● **TASK REQUIREMENTS**
Carry forward the passage on whether the Americold I remand barred enforcement of the consent judgments, picking up after its last sentence.

● **PASSAGE GIVEN**
+ + + + + + +
So, the fundamental question before us here is whether it was possible for plaintiffs to take enforcement action by legal process after the mandate and during the remand of Americold I. I contend it was not, and the district court so found. When NPIC sought dismissal in the district court in late 2005 due to dormant consent judgments, the district court held:

 

“This court finds that the timing provisions of K.S.A. 60–2403 and K.S.A. 60–2404 do not apply to the judgments at issue because pursuant to K.S.A. 60–2403(c) the time within which action must be taken to prevent a judgment from becoming dormant does not run during any period in which the enforcement of the judgment by legal process is stayed or prohibited.

 

“This court further finds that the directions to the trial court by the Kansas Supreme Court on remand has, in effect, stayed the time provisions of these two statutes and in effect has prohibited the plaintiffs from executing on said judgments.” (Emphasis added.)

 

Did the mandate and remand of Americold I truly prohibit enforcement action by legal process on the consent judgments? Careful reading of this court’s opinion in Americold I leads to an inescapable conclusion: this court did not limit its mandate and remand to an inquiry whether NPIC was bound by the settlement but rather essentially required that the entire underlying settlement, including consent judgments, be reopened and examined for validity. This court found that “material issues of fact remain as to the reasonableness and good faith of the agreement” and that the inquiry on remand was to include an examination of whether the settlement was collusive. 261 Kan. at 810, 829. In fact, this court found that the settlement “may or may not raise concerns of collusion.” 261 Kan. at 840. This court summarized its holdings as follows: “Based on the above reasoning, the consent judgments could be enforceable against NPIC, if NPIC’s denial of coverage and rejection of the policy limits settlement offer were in bad faith and the amount of the consent judgments is reasonable.” (Emphasis added.) 261 Kan. at 850.
+ + + + + + +
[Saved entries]

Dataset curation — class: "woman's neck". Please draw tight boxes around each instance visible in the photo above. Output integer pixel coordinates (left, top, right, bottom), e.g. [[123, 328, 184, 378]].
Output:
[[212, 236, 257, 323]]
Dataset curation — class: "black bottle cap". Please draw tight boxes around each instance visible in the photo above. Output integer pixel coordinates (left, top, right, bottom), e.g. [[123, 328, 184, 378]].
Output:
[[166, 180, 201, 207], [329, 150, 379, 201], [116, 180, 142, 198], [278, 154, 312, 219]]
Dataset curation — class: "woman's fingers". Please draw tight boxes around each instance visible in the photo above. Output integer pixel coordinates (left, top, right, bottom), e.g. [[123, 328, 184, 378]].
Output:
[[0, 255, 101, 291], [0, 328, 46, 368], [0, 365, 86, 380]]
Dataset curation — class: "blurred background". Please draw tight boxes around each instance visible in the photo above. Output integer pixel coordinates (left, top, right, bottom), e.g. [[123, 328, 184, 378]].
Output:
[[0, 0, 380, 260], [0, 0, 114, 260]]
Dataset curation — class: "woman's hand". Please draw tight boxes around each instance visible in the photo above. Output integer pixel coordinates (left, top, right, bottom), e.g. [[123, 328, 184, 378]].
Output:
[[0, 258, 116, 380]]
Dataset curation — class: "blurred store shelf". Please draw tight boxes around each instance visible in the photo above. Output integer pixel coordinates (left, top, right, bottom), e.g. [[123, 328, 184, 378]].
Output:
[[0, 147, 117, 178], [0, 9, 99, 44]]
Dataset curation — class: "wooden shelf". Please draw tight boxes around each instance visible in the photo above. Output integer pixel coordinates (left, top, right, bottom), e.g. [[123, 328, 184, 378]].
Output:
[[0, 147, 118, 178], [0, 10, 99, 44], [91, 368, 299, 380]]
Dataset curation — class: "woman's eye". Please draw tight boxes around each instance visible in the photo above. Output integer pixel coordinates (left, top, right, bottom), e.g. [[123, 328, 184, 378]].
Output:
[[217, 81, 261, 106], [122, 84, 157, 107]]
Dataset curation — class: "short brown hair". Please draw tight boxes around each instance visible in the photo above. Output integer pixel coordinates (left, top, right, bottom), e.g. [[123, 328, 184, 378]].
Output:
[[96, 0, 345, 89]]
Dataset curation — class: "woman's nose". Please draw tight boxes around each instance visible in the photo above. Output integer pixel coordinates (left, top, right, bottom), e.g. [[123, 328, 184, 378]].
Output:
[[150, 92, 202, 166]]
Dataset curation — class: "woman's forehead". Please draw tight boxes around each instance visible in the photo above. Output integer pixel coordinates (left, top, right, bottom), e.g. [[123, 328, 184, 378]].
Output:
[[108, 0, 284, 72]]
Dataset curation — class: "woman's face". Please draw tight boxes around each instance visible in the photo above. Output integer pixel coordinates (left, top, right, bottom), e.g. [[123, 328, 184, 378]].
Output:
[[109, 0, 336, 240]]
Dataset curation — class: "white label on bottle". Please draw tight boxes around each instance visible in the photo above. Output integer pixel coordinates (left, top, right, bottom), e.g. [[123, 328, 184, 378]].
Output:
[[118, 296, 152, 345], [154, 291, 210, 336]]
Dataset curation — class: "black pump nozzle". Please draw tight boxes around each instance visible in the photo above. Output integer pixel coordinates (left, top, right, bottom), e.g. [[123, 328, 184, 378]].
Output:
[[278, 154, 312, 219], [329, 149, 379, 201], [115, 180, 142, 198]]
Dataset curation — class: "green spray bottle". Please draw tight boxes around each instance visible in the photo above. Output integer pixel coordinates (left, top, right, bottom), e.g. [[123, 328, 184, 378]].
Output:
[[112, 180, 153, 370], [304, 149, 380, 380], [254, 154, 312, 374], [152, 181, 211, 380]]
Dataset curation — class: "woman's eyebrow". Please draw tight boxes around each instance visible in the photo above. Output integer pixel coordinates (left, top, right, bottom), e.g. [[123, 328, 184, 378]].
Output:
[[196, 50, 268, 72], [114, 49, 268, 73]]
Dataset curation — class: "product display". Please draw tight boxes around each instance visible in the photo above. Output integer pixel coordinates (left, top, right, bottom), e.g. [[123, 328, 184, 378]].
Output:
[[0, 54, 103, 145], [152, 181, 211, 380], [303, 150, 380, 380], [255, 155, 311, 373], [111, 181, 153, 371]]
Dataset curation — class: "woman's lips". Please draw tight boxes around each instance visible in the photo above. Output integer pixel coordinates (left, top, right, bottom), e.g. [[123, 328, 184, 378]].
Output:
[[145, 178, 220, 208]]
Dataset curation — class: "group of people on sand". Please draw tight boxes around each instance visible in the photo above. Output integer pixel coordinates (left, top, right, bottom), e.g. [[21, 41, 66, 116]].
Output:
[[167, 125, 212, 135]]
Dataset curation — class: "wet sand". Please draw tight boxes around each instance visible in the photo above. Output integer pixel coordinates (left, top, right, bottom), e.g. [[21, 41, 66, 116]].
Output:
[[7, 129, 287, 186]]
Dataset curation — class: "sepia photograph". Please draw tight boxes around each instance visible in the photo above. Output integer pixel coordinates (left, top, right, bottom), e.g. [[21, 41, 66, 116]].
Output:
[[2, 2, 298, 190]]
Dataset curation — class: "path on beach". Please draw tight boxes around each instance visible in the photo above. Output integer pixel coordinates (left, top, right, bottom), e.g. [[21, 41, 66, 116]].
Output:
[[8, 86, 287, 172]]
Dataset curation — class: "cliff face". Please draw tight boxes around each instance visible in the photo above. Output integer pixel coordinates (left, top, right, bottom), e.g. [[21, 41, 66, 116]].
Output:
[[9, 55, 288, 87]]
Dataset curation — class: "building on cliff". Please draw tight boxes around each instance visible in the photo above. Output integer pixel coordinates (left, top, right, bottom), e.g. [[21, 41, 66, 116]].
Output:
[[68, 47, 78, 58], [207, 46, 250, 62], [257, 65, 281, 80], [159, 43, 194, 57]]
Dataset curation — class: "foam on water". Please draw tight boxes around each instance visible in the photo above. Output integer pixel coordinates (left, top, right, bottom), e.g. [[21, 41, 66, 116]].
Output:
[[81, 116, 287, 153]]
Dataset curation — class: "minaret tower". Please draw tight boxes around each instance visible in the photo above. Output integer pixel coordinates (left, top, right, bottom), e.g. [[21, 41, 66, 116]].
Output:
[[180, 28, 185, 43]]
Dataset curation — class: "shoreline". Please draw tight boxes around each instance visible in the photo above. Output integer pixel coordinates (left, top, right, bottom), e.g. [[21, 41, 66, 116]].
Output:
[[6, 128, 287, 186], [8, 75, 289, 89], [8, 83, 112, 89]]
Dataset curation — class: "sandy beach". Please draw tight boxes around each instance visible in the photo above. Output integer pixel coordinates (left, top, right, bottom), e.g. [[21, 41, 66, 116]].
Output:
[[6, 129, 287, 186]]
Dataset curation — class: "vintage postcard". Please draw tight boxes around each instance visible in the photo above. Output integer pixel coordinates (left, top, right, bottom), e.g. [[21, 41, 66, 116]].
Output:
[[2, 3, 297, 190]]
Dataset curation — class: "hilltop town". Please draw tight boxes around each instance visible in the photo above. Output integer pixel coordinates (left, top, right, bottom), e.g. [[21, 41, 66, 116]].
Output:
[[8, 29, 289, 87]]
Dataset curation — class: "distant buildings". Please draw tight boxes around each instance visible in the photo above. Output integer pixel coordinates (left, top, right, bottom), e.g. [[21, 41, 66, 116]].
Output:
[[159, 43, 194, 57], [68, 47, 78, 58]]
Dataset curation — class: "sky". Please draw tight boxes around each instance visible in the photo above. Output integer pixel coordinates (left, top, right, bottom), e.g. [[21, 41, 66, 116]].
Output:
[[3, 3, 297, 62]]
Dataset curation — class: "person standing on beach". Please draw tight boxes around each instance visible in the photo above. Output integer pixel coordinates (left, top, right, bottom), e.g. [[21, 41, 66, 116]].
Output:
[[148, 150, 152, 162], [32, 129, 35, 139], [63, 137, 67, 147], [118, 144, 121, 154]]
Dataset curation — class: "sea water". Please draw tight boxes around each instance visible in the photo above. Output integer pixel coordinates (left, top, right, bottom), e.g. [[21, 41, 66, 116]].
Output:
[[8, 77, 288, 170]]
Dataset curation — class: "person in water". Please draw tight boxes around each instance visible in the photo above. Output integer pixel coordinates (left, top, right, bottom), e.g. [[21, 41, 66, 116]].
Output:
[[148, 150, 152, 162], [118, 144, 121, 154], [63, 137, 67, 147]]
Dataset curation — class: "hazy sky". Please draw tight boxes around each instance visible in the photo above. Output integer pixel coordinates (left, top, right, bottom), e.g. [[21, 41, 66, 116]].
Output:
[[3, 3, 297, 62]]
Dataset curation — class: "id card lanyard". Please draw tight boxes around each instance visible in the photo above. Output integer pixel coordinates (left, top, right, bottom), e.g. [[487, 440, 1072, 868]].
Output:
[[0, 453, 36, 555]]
+ + + + + + +
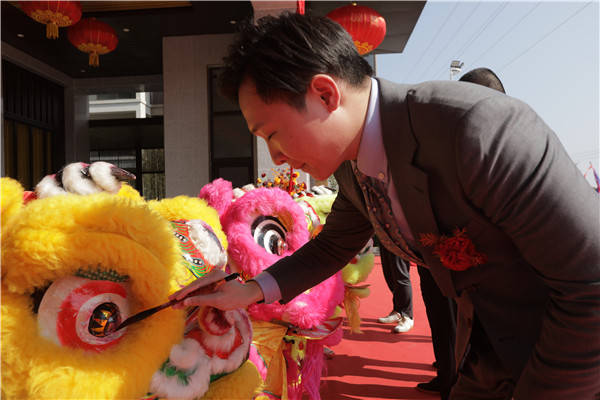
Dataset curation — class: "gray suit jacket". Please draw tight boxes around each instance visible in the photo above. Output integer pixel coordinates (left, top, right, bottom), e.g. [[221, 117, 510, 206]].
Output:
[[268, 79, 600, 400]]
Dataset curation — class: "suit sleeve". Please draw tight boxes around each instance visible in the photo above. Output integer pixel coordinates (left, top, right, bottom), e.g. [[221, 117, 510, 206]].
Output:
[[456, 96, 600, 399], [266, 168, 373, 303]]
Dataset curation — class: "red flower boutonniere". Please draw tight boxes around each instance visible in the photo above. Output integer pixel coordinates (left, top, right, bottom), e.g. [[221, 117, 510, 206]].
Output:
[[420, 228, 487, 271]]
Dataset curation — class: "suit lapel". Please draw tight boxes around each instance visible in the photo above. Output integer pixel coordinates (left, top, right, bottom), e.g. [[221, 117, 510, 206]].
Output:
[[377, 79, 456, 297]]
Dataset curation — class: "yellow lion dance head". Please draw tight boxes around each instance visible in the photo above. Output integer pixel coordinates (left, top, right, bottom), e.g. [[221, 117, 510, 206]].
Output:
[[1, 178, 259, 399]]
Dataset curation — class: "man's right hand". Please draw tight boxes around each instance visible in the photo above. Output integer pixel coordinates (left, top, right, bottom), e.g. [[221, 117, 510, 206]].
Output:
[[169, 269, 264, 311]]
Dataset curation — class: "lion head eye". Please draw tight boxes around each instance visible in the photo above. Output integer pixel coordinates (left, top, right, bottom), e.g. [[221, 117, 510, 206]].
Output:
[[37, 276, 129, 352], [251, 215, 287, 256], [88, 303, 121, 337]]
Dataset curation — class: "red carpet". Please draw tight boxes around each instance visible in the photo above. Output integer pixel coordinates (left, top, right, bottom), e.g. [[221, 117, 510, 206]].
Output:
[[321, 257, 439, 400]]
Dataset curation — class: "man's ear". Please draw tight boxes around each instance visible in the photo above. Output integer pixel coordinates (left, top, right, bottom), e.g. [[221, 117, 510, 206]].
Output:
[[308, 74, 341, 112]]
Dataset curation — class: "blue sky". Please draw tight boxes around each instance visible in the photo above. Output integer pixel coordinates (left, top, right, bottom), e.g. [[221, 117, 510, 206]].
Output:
+ + + + + + +
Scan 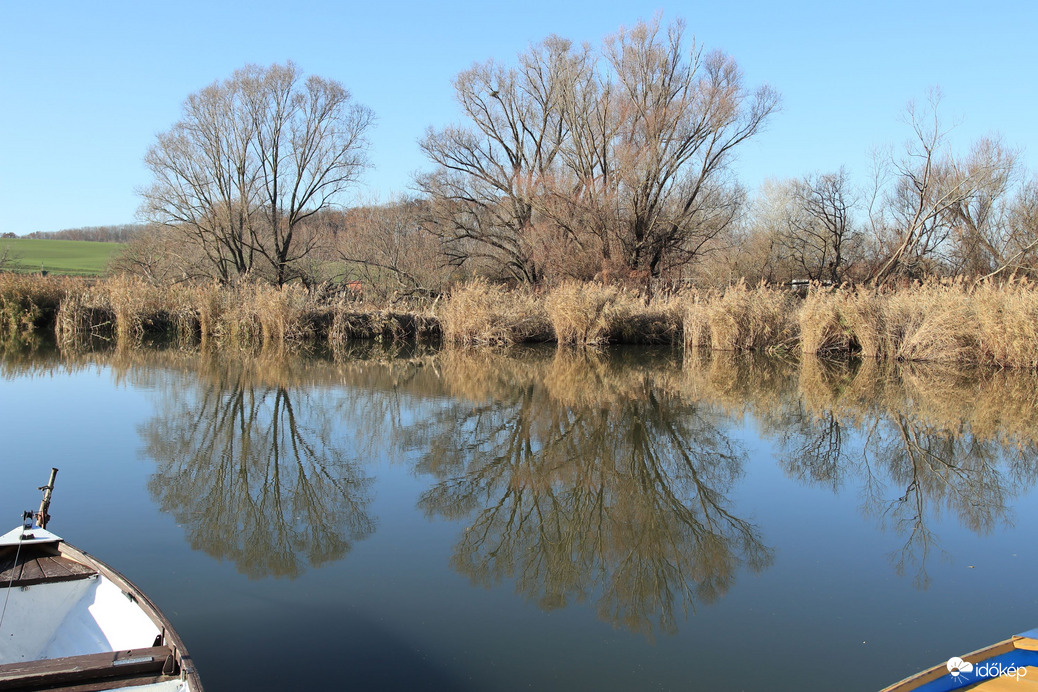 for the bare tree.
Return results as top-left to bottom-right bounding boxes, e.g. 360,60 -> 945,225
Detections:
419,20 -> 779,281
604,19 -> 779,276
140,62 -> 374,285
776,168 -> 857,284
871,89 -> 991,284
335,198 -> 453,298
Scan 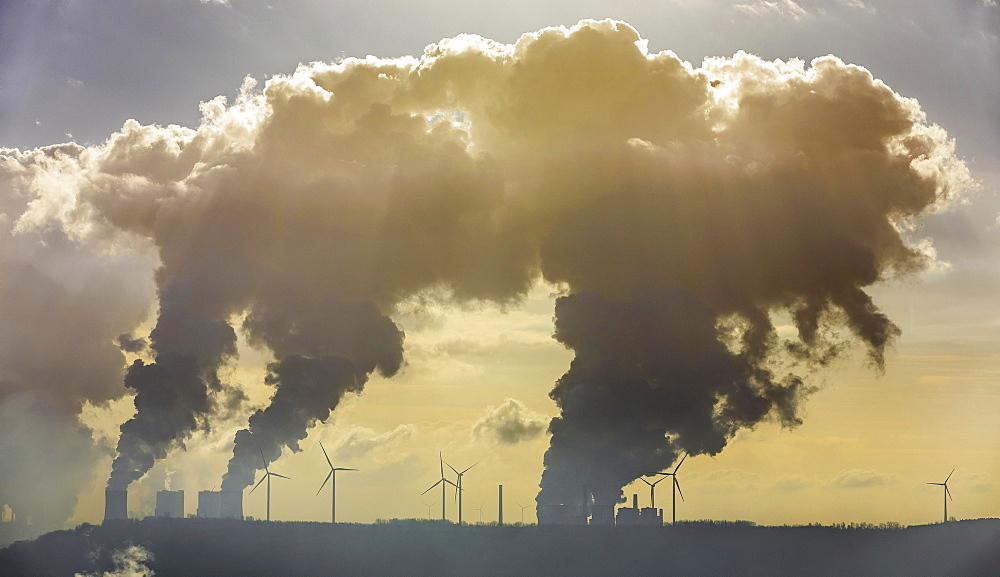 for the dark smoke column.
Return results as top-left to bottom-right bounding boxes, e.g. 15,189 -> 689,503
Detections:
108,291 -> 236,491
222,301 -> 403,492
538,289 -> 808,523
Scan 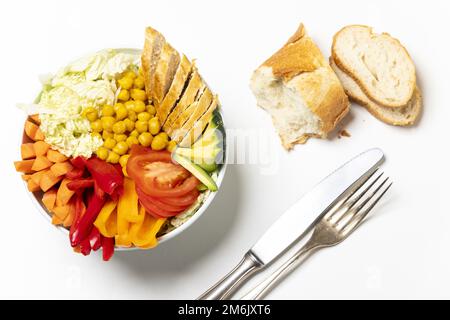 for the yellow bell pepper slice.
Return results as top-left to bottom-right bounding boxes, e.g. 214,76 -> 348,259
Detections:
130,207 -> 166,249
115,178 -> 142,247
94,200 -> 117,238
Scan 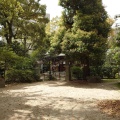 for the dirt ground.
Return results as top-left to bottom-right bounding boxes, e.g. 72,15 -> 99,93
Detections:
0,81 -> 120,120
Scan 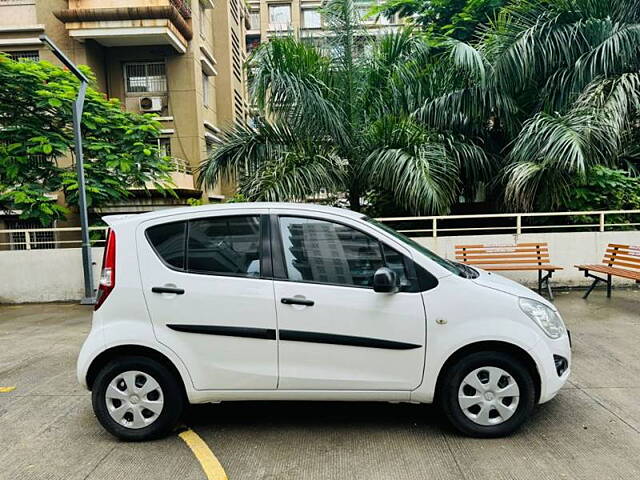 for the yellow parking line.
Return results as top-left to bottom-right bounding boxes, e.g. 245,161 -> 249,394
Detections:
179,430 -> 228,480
+ + + + + + +
● **ANSWER TO THIS PROBLEM**
 

*13 Thus, the consent judgments themselves were at issue in the remand, and until the district court on remand addressed the concerns of this court, they were not enforceable against NPIC, and that was the only enforcement alternative under the comprehensive settlement because of its inclusion of a covenant not to execute against the judgment debtor. In fact, this court went on to suggest that a host of factors be considered in determining the overall reasonableness of the comprehensive settlement, including bad faith, collusion, or fraud. 261 Kan. at 841. Obviously, if the district court on remand determined that the entire settlement was collusive or fraudulent, the consent judgments would have to be set aside, because this court recognized that the judgments were a critical component of the settlement. 261 Kan. at 810; see Stegman v. Professional & Business Men’s Life Ins. Co., 173 Kan. 744, 751, 252 P.2d 1074 (1953) (“fraud vitiates whatever it touches including final judgments”).

 

The majority contends that “the efficacy of the judgments … could not and should not have been determined in the garnishment litigation.” This is an interesting academic proposition, but this is not what happened. This court indeed required the entire settlement—including the consent judgments—to be reopened and examined for validity on remand because the settlements and resulting judgments may have been the product of collusion or fraud. Even if the consent judgments were unassailable prior to Americold I, they were certainly no longer final and enforceable thereafter by judicial fiat.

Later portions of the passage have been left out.